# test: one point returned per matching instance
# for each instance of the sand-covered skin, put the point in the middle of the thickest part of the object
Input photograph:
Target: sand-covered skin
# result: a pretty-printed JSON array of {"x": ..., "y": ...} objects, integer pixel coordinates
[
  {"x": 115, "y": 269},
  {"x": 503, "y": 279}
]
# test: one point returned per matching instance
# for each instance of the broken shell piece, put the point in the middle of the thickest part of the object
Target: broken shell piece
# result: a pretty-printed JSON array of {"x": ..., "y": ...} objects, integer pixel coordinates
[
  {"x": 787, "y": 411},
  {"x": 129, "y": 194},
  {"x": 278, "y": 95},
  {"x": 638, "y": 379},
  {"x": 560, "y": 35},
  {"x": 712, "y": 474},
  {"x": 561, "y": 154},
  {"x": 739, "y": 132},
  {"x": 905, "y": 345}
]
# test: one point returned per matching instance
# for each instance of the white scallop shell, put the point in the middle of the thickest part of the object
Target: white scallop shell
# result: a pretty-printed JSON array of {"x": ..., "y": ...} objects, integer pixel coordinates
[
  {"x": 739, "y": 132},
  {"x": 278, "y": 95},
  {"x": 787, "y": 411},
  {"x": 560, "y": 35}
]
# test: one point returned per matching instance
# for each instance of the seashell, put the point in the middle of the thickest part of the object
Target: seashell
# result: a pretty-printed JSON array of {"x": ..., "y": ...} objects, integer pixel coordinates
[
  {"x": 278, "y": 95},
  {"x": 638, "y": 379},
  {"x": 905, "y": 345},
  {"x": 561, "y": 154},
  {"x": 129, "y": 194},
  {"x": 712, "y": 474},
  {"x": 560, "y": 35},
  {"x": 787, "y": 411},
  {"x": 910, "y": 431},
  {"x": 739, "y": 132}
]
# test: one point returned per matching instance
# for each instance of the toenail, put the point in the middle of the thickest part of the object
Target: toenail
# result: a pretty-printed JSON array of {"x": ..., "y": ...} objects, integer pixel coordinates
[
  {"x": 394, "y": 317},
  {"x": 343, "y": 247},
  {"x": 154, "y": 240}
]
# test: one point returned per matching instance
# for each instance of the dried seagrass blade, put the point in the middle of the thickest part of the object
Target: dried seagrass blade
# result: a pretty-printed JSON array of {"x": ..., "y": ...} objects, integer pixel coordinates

# # # # # # #

▶ **Work instruction**
Every record must be retyped so that it matches the original exactly.

▶ **Response below**
# test: one point returned per matching instance
# for each instance of the sand-covered skin, put the point in the middle of the thickest part of the object
Input photograph:
Target: sand-covered skin
# result: a pretty-printed JSON array of {"x": ..., "y": ...} objects, integer pixel coordinates
[
  {"x": 115, "y": 269},
  {"x": 503, "y": 279}
]
# test: one point returned per matching instance
# for each instance of the broken shell piece, put the point in the middle of the thickest part of the object
Target: broken shell piece
# result: a pretty-printed JSON array of {"x": ..., "y": ...} objects, integer pixel coordinates
[
  {"x": 787, "y": 411},
  {"x": 129, "y": 194},
  {"x": 278, "y": 95},
  {"x": 638, "y": 379},
  {"x": 560, "y": 35},
  {"x": 712, "y": 474},
  {"x": 561, "y": 154},
  {"x": 739, "y": 132},
  {"x": 905, "y": 345}
]
# test: one point returned per matching instance
# for each instance of the white scallop shell, put the point in the middle of the thickest part of the object
Target: white scallop shell
# result: a pretty-printed JSON array of {"x": ..., "y": ...} objects, integer pixel coordinates
[
  {"x": 739, "y": 132},
  {"x": 278, "y": 95},
  {"x": 787, "y": 411},
  {"x": 560, "y": 35}
]
# test: one point returned per matching instance
# for each instance of the seashell, put the point in the middle of the thickest part of the object
Target: seashell
# result: a pretty-printed JSON array of {"x": ..., "y": ...} objects, integer pixel coordinates
[
  {"x": 278, "y": 95},
  {"x": 638, "y": 379},
  {"x": 905, "y": 345},
  {"x": 561, "y": 154},
  {"x": 129, "y": 194},
  {"x": 712, "y": 474},
  {"x": 560, "y": 35},
  {"x": 787, "y": 411},
  {"x": 910, "y": 431},
  {"x": 739, "y": 132}
]
# test: one point returned per matching instance
# for each instance of the toenail, put the point in the middle of the thickest part of the object
Target: toenail
# result: a pretty-printed JSON array of {"x": ..., "y": ...} objects, integer pixel coordinates
[
  {"x": 394, "y": 317},
  {"x": 343, "y": 247},
  {"x": 154, "y": 240}
]
# test: one point returned per matching instance
# for each instance of the dried seagrass blade, put the point in the middle of the thickest part of the object
Target: dried seagrass blade
# result: a pretty-printed JSON array of {"x": ..., "y": ...} objects, integer pixel coordinates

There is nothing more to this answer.